— begin Material provided —
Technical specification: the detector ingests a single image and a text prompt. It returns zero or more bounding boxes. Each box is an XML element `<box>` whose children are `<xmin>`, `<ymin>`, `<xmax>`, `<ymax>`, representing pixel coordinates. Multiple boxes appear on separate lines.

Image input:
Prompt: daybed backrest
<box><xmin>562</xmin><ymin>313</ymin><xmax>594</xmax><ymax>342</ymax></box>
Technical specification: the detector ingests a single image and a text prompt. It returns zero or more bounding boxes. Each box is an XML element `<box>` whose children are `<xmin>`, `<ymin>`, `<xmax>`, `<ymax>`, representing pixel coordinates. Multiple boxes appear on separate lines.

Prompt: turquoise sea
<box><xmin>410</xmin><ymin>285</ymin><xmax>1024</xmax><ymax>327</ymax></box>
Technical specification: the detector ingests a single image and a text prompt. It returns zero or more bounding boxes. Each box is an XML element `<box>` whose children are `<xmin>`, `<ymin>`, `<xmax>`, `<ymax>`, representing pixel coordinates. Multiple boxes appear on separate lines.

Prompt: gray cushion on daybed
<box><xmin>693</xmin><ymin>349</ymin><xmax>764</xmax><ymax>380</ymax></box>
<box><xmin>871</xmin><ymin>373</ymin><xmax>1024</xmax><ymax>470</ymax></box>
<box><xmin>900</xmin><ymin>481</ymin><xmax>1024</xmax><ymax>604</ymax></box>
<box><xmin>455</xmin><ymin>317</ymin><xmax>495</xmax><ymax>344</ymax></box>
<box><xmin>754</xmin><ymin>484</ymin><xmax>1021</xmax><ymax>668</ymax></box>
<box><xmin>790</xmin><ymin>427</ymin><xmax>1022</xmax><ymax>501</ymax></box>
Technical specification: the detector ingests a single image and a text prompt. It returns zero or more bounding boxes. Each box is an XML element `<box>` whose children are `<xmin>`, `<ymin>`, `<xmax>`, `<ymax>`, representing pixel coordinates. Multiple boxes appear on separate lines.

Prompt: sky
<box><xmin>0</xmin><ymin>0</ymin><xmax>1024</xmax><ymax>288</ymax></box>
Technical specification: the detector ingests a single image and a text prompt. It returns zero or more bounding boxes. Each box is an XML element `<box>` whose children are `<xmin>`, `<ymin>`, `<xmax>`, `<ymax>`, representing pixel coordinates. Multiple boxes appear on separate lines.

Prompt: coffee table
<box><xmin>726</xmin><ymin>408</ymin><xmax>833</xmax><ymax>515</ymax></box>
— end Material provided —
## Given task
Retype every one of the entries above line for line, with no changes.

## Answer for this exercise
Technical specification: the detector ingests a single image and a text prompt. It returns zero or more bounding boxes. Each box is an XML element `<box>` whose children are `<xmin>`, `<ymin>`, `<xmax>`, `<ymax>`, representing pixel coordinates. Multiple boxes appear on separate lines.

Image input:
Prompt: daybed backrest
<box><xmin>562</xmin><ymin>313</ymin><xmax>594</xmax><ymax>342</ymax></box>
Technical specification: the detector ingests a single image and a text prompt. It returns zero or more bounding boxes. Each box is an XML element `<box>` whose children are `<xmin>`, `<ymin>`, `<xmax>`, `<ymax>`, representing pixel coordinates. Multiple boxes appear on separate lines.

Prompt: turquoise sea
<box><xmin>410</xmin><ymin>285</ymin><xmax>1024</xmax><ymax>327</ymax></box>
Technical specification: the detector ingests a single image and a text prompt. It returns zero or more bounding boxes. Each box is an XML element `<box>` whose children are `<xmin>`, `<ymin>`, `<xmax>`, `<ymax>`, representing pixel coordinates. Multiple boxes appear on separate lines.

Prompt: gray cushion on daybed
<box><xmin>693</xmin><ymin>349</ymin><xmax>764</xmax><ymax>380</ymax></box>
<box><xmin>871</xmin><ymin>373</ymin><xmax>1024</xmax><ymax>470</ymax></box>
<box><xmin>900</xmin><ymin>481</ymin><xmax>1024</xmax><ymax>604</ymax></box>
<box><xmin>455</xmin><ymin>317</ymin><xmax>495</xmax><ymax>344</ymax></box>
<box><xmin>754</xmin><ymin>484</ymin><xmax>1021</xmax><ymax>668</ymax></box>
<box><xmin>790</xmin><ymin>427</ymin><xmax>1022</xmax><ymax>501</ymax></box>
Technical specification: the detector ingests a single image and a text prompt. It returns zero or more bounding boxes. Each box is an XML element `<box>` whose children are `<xmin>`, `<ymin>`, `<xmax>`, `<ymax>`, representing pixel coordinates. Multiple boxes appear on separate lines.

Prompt: sky
<box><xmin>0</xmin><ymin>0</ymin><xmax>1024</xmax><ymax>288</ymax></box>
Technical specification: the detector ingests a single image and a text prompt. It returns zero or more bounding boxes. Each box is an XML element `<box>` whose children are `<xmin>`, `<ymin>`, `<xmax>`, `<ymax>`, representing pixel coordinates. Multiple boxes appear on separate lines.

Prompt: coffee table
<box><xmin>726</xmin><ymin>408</ymin><xmax>833</xmax><ymax>515</ymax></box>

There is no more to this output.